▶ TASKS:
1. Answer these questions from the pie recipe:
(a) What size pie pan is the crust pressed into?
(b) About how long should the gelatin stand to bloom?
(c) What temperature must the strawberry mixture reach while it cooks?
2. From the pie recipe, extract the passage between "Place the strawberries" and "about 8-10 minutes.", inclusive.
3. Extend the pie recipe, picking up after its last step.

▶ PROVIDED PASSAGE:
# # # #

Mix until the graham cracker crumbs are evenly coated in butter.
Press the crumbs firmly into a 9-inch pie pan. Bake the crust for 10-12 minutes, or until the crust is golden brown and firm when gently pressed in the center. Cool completely to room temperature before adding the filling.
Next, prepare the filling. In a small bowl combine the water and powdered gelatin. Allow to stand until completely bloomed, about 10 minutes. Set aside.
Place the strawberries in the work bowl of a blender or food processor. Blend on high speed until the strawberries are thoroughly pureed, about 1 minute. Pour the puree through a fine mesh strainer to remove any seeds. Measure out 1 ½ cups of the puree. Reserve any additional puree for mixing into smoothies, or pouring over ice cream.
In a heat proof bowl, or the work bowl of a double boiler, combine the strawberry puree, egg yolks, ¼ cup of the sugar, and the vanilla. Whisk to combine then place over a pan of simmering water. Cook the mixture, whisking constantly, until it thickens enough to coat the back of a spoon thickly and reaches a temperature of 160°F, about 8-10 minutes.
Remove the bowl from the heat and add the bloomed gelatin. Whisk until the gelatin is completely melted, about 1 minute. Chill in an ice bath for 3-5 minutes, stirring constantly, until it thickens slightly and is no warmer than room temperature. Set aside.

# # # #

▶ Region labeling items:
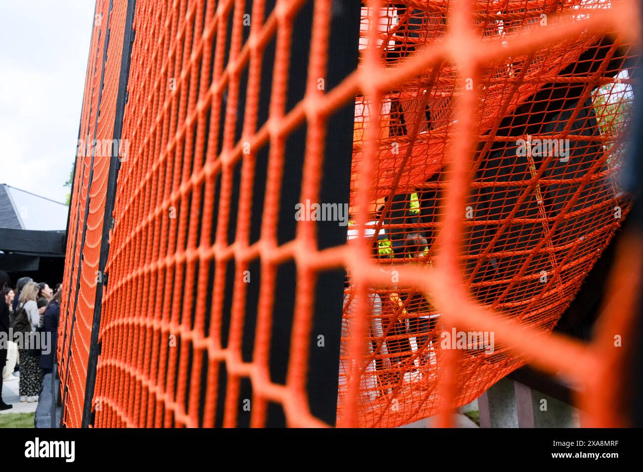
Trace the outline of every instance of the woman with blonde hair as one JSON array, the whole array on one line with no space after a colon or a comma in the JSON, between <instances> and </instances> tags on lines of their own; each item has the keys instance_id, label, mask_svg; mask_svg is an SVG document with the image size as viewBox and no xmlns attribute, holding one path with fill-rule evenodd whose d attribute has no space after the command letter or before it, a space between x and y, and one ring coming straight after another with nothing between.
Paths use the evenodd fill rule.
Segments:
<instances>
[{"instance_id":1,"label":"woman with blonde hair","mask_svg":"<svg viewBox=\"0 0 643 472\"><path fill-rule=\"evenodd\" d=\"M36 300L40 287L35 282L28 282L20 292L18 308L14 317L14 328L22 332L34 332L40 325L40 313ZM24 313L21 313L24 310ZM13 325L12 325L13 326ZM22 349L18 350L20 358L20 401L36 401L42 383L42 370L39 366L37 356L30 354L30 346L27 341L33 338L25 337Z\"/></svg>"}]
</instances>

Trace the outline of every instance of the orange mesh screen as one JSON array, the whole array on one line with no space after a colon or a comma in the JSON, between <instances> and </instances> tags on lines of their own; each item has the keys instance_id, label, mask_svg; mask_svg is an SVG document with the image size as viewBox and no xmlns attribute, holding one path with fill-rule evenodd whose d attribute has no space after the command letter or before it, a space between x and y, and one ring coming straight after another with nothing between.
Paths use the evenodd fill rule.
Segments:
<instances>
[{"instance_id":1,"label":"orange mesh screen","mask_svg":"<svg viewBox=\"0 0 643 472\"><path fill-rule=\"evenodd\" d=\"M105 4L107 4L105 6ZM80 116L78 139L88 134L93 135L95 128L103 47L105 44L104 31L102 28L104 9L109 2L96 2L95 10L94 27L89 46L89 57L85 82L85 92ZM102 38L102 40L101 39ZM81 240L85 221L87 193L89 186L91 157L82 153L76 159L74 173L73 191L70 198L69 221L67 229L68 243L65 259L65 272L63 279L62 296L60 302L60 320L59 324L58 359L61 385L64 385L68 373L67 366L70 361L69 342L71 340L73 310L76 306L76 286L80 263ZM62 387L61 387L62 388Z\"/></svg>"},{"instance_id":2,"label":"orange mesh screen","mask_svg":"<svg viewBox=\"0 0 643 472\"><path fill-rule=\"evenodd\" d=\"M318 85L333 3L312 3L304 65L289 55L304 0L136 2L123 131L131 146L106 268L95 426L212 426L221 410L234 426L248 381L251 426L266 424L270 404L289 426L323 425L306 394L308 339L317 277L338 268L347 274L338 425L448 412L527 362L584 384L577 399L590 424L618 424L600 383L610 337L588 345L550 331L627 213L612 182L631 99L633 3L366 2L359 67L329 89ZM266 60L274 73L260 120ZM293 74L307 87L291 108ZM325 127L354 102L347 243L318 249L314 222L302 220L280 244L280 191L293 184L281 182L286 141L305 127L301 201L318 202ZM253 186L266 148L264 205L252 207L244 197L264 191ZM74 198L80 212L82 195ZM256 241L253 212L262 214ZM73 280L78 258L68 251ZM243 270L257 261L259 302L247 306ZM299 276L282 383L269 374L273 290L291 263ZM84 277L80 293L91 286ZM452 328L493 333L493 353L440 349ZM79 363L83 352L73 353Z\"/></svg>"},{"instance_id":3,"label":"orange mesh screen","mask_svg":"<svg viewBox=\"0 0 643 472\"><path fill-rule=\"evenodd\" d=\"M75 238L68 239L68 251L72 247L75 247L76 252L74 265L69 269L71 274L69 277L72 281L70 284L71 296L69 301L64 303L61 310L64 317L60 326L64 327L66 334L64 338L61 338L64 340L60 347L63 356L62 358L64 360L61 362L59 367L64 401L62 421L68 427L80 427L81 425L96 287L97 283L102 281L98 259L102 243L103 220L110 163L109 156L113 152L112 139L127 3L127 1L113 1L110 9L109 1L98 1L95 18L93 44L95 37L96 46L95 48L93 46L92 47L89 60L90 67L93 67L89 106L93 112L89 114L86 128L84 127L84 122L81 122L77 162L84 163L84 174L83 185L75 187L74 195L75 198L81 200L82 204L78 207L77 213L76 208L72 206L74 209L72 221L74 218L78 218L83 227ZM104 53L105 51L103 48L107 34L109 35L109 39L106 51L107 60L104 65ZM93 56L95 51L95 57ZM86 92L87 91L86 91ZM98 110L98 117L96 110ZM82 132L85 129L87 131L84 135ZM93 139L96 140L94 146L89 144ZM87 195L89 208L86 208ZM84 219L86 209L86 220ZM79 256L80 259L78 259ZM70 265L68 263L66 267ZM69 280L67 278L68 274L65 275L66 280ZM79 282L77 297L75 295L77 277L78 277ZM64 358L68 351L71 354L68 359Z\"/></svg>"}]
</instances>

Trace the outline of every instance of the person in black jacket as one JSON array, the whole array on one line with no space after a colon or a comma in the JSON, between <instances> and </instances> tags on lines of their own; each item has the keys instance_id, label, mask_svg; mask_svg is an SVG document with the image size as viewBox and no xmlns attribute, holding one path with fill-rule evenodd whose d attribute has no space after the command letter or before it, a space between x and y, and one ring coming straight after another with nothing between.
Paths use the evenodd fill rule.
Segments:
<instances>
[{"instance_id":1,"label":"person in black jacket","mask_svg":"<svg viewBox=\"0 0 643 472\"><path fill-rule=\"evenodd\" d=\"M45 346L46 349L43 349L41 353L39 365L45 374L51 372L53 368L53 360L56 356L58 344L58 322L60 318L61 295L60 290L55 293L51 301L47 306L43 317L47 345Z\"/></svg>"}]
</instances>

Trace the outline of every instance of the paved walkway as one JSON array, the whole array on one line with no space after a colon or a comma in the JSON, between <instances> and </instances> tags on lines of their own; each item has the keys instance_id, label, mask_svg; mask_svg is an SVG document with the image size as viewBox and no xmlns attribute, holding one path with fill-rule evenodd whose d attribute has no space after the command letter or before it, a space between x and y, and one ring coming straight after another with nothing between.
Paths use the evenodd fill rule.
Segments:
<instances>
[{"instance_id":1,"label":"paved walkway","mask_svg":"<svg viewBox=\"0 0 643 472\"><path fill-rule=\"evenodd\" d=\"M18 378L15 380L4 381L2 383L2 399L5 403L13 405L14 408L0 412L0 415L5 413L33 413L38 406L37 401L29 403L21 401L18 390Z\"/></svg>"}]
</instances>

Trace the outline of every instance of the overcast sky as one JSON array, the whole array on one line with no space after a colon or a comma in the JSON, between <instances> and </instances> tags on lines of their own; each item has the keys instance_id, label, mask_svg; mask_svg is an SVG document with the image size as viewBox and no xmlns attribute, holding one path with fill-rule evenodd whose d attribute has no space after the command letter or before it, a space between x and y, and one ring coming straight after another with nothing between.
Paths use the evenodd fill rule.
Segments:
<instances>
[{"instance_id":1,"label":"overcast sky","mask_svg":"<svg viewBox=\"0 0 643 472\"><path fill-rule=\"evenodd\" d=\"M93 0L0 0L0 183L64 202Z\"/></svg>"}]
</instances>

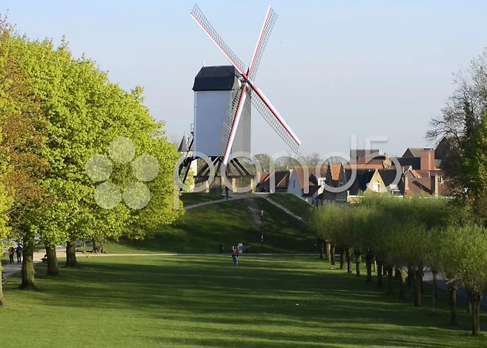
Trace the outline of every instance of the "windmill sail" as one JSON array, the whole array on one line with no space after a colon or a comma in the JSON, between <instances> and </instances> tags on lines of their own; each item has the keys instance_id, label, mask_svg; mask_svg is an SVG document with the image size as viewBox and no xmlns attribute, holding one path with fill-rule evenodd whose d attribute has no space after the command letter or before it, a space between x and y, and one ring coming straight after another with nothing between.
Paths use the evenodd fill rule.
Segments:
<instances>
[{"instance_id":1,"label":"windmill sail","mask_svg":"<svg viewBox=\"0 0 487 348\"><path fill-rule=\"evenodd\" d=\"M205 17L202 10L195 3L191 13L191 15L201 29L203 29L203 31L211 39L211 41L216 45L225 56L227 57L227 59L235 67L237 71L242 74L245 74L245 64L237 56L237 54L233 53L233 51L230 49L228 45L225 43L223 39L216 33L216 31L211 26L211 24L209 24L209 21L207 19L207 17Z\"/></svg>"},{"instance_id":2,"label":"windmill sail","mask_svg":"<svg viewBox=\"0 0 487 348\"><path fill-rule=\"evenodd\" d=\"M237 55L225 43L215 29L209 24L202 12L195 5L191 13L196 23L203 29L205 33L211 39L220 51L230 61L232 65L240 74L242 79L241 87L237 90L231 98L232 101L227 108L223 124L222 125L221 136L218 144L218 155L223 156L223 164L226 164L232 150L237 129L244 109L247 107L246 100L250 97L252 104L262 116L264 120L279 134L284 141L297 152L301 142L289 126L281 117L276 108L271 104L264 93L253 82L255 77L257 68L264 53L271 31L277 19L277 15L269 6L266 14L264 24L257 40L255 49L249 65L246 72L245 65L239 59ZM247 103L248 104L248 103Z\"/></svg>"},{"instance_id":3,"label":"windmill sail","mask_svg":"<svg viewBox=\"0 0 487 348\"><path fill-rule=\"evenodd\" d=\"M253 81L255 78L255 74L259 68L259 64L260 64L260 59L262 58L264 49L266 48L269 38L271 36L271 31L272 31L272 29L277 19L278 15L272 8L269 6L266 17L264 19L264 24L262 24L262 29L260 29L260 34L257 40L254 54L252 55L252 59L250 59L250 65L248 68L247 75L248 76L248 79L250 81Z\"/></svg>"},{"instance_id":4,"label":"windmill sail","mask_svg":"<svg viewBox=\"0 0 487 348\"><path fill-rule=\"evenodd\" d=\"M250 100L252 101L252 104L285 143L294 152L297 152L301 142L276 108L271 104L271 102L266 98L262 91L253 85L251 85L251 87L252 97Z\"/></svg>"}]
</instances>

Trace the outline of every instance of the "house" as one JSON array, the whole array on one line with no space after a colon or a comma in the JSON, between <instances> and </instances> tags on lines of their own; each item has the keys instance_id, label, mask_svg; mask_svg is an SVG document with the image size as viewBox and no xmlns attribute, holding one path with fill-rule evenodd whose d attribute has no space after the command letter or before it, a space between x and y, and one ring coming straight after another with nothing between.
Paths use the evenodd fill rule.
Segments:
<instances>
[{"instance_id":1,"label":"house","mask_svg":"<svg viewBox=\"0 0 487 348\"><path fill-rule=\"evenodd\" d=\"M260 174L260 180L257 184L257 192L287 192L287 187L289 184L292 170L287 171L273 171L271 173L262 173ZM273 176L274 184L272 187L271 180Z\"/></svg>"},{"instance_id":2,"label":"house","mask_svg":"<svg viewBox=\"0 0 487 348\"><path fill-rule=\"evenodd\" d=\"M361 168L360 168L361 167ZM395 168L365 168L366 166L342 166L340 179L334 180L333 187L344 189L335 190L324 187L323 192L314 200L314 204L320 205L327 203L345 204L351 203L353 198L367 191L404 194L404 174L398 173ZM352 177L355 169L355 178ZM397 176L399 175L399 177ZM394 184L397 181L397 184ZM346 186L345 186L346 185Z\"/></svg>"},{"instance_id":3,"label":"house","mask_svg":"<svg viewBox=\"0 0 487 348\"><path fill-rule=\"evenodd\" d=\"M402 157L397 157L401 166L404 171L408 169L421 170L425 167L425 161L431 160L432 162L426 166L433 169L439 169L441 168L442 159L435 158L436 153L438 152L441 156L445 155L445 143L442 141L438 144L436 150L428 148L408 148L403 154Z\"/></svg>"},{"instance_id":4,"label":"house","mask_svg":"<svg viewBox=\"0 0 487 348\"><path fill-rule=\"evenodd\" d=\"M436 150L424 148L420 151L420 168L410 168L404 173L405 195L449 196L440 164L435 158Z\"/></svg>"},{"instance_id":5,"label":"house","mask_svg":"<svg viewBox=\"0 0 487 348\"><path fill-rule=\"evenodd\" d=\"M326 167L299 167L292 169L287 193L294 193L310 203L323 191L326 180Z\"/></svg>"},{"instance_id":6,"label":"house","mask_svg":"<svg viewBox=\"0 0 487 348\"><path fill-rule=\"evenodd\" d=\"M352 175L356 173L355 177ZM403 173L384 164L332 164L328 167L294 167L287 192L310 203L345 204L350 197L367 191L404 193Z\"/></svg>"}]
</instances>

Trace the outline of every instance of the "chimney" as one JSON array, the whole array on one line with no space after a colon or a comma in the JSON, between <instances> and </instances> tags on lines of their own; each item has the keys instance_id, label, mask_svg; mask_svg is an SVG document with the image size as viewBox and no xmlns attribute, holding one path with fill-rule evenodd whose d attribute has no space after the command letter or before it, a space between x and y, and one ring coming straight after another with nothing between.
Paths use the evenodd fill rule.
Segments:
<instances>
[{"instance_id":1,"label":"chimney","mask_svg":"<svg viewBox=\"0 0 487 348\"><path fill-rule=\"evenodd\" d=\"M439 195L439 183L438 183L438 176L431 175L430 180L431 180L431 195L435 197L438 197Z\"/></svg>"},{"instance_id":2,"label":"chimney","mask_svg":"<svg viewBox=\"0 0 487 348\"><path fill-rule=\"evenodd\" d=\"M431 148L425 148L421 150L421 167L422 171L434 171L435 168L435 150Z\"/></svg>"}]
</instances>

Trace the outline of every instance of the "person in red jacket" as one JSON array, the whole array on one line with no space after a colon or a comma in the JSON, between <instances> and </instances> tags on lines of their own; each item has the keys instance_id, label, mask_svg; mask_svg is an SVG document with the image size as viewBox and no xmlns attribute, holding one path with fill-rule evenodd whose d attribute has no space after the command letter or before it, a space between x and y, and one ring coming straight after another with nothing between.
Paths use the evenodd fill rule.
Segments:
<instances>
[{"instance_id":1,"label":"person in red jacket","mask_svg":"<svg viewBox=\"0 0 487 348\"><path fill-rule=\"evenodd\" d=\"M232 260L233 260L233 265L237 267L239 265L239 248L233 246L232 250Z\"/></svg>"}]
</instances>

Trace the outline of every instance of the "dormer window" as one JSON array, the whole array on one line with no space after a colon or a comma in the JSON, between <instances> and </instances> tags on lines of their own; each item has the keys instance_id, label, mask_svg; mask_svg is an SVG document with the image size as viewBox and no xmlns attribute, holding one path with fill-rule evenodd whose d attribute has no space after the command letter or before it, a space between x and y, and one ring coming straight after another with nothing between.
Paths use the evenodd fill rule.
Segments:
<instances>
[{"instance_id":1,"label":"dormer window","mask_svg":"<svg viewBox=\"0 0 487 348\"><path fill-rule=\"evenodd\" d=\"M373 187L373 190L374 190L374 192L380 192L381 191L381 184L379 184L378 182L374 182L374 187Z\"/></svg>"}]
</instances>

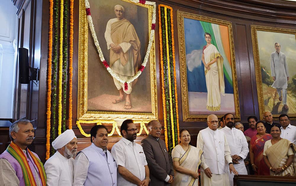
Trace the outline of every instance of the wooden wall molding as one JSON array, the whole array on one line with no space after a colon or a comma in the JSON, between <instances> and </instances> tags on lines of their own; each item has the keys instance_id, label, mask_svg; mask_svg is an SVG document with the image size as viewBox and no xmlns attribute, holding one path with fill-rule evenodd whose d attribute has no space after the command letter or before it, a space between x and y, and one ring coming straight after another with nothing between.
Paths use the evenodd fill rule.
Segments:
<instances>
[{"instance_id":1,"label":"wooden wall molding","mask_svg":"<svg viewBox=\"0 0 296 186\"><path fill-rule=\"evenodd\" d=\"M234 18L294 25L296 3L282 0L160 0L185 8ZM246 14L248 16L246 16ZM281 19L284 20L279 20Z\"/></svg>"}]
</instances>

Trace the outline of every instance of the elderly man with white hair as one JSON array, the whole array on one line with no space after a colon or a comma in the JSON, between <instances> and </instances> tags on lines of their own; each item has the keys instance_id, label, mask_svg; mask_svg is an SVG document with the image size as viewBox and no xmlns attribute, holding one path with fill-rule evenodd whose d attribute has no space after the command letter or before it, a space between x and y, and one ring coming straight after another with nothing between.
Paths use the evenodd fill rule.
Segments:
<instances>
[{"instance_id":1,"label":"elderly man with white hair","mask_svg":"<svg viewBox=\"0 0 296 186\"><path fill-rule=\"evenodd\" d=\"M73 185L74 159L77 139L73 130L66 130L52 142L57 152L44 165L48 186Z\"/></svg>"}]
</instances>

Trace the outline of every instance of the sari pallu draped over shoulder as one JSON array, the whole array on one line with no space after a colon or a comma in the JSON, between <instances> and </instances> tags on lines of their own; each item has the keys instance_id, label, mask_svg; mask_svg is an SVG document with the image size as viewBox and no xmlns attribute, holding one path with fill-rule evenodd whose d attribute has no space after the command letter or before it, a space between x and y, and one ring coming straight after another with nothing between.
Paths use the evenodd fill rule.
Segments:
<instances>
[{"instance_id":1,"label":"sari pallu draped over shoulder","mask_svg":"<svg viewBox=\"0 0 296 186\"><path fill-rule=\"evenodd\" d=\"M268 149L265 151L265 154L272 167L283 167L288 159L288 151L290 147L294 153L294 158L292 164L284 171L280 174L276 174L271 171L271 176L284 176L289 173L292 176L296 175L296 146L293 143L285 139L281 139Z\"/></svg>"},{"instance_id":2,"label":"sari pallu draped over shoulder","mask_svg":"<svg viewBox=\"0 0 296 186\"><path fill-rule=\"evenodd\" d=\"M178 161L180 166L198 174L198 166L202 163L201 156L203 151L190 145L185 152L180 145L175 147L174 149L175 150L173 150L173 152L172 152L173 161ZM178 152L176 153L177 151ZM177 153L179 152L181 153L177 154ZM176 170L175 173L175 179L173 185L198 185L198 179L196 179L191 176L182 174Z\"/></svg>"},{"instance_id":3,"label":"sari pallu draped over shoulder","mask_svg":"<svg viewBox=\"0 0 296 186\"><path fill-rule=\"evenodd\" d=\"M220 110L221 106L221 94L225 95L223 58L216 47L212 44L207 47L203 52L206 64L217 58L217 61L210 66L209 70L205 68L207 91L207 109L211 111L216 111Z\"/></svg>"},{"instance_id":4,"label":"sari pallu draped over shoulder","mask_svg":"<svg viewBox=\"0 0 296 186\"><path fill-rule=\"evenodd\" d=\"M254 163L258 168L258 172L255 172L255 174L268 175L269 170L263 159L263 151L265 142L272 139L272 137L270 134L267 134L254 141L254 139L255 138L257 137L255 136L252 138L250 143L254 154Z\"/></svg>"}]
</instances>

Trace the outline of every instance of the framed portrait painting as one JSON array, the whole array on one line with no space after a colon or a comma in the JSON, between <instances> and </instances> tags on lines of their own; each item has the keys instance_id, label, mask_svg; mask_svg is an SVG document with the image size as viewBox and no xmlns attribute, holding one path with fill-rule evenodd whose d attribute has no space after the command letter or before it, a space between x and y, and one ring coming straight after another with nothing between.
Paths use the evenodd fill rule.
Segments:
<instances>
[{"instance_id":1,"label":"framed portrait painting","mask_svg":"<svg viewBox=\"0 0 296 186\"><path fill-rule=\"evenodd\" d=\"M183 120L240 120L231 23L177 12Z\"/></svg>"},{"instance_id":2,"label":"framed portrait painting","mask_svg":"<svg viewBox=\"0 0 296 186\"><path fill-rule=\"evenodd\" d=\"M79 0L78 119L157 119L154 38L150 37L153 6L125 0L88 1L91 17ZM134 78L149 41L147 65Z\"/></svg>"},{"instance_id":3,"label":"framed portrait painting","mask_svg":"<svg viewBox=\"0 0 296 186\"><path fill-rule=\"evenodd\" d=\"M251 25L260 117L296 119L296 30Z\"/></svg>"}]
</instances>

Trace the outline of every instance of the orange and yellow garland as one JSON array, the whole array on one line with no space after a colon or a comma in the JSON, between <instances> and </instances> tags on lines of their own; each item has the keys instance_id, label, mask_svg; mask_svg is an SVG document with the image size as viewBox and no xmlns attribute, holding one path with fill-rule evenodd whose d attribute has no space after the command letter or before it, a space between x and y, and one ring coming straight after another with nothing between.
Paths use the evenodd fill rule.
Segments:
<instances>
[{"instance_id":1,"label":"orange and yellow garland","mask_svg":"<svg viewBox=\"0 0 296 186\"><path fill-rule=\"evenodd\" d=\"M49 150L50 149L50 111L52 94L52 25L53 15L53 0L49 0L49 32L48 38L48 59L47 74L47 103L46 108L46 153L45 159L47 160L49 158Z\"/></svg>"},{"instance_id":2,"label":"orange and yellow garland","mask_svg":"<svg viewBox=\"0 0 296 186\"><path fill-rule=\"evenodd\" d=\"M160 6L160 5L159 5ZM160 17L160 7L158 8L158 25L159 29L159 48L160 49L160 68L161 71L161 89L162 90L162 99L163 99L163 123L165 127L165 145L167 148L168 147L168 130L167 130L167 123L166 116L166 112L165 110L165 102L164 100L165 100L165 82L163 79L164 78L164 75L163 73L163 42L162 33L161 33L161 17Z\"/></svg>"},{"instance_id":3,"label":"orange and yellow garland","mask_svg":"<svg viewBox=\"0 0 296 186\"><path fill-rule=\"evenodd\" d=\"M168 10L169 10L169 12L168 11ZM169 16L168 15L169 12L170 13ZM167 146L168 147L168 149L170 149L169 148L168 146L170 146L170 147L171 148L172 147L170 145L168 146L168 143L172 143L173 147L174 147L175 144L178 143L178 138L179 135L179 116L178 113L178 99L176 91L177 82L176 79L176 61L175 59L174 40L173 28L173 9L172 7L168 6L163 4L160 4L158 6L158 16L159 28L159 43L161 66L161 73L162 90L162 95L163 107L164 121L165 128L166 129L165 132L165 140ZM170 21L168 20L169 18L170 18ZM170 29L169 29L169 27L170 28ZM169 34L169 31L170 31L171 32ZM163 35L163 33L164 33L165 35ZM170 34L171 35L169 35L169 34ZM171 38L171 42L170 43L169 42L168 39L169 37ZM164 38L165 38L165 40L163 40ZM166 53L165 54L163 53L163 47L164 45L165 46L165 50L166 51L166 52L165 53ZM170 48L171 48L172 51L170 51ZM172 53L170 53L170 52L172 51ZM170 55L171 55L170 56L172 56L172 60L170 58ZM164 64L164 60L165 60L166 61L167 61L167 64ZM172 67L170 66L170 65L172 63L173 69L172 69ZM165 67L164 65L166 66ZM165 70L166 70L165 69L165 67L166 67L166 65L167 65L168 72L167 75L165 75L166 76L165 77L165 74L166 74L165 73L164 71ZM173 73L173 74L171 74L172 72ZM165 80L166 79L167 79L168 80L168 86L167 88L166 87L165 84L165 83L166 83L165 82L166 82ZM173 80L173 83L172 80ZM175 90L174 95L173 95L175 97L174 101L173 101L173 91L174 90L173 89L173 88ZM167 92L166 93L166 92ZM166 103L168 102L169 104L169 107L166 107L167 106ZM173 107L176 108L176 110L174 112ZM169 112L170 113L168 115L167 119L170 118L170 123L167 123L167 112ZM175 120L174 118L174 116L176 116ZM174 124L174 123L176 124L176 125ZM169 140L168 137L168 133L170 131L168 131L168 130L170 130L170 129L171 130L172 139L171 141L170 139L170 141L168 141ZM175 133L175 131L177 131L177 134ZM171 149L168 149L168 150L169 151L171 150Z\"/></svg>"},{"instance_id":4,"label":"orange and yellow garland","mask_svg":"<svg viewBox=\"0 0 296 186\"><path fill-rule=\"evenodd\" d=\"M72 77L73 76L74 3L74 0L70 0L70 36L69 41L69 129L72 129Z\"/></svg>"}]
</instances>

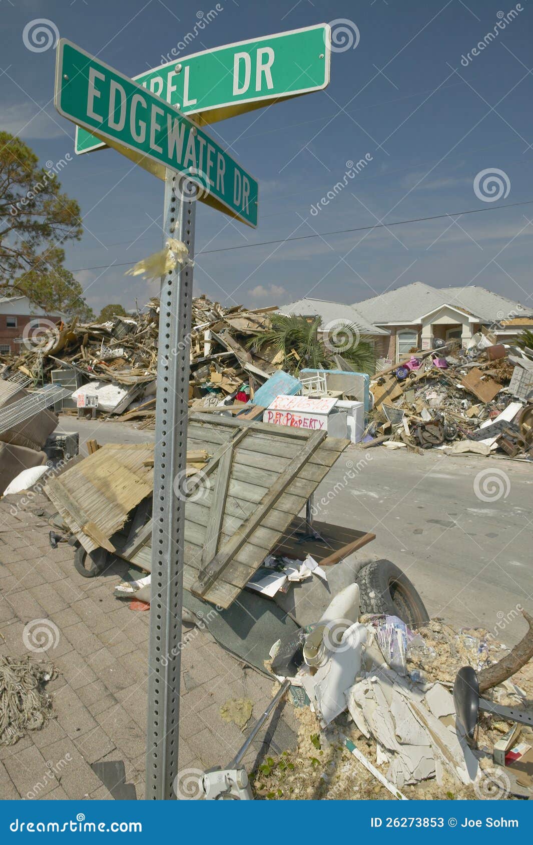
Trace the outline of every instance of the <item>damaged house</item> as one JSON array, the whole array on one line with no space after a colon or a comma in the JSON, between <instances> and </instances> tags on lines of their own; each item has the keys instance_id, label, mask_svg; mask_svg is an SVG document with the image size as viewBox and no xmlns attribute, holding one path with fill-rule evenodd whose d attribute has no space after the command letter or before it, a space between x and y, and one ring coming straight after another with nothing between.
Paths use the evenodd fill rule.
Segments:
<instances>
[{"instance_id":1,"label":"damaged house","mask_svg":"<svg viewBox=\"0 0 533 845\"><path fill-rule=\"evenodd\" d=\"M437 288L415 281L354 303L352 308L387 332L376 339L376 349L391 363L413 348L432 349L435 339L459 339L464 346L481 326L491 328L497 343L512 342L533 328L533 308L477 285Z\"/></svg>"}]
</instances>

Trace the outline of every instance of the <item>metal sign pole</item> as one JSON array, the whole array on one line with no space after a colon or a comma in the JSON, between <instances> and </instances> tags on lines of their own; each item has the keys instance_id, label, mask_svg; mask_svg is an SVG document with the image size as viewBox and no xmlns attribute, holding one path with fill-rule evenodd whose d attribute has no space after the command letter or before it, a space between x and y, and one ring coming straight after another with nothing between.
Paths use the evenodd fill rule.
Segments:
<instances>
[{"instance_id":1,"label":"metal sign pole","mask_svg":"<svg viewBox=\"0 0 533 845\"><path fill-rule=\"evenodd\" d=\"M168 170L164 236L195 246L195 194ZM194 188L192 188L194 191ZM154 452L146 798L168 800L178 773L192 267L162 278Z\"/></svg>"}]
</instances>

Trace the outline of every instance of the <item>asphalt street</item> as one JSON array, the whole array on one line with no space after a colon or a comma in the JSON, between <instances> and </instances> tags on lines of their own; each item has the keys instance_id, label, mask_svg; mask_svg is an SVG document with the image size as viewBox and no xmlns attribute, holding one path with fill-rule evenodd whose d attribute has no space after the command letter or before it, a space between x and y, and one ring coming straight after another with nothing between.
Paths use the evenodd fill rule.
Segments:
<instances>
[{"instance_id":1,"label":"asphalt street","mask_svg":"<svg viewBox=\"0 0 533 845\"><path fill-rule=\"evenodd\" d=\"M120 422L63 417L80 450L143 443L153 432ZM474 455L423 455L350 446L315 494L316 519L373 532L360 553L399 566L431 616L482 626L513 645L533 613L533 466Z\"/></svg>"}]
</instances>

# # # #

▶ ANSWER SET:
1.
(a) A 9-inch pie pan.
(b) About 10 minutes.
(c) 160°F.

2.
Place the strawberries in the work bowl of a blender or food processor. Blend on high speed until the strawberries are thoroughly pureed, about 1 minute. Pour the puree through a fine mesh strainer to remove any seeds. Measure out 1 ½ cups of the puree. Reserve any additional puree for mixing into smoothies, or pouring over ice cream.
In a heat proof bowl, or the work bowl of a double boiler, combine the strawberry puree, egg yolks, ¼ cup of the sugar, and the vanilla. Whisk to combine then place over a pan of simmering water. Cook the mixture, whisking constantly, until it thickens enough to coat the back of a spoon thickly and reaches a temperature of 160°F, about 8-10 minutes.

3.
In the work bowl of a stand mixer fitted with the whip attachment, or in a large bowl with a hand mixer, add the egg whites, kosher salt, and cream of tartar. Whip on medium speed until the white are frothy, about 1 minute. Increase the speed to medium high and gradually add the remaining ¼ cup of sugar. Continue to beat until the egg whites form medium peaks, about 1-2 minutes.
Working in thirds, fold the egg whites into the strawberry mixture, making sure no large streaks of egg white remains.
Pour the mixture gently into the prepared crust and chill until firm, about 4 hours.
Once chilled prepare the whipped cream topping. In the work bowl of a stand mixer, or in a large bowl with a hand mixer, add the cream, powdered sugar, and vanilla. Whip on medium speed until the cream begins to thicken, about 1 minute, then increase the speed to medium high until the cream is fluffy and holds medium to firm peaks, about 1-2 minutes more. Spread the whipped cream over the pie, and decorate with slices of fresh strawberry if desired.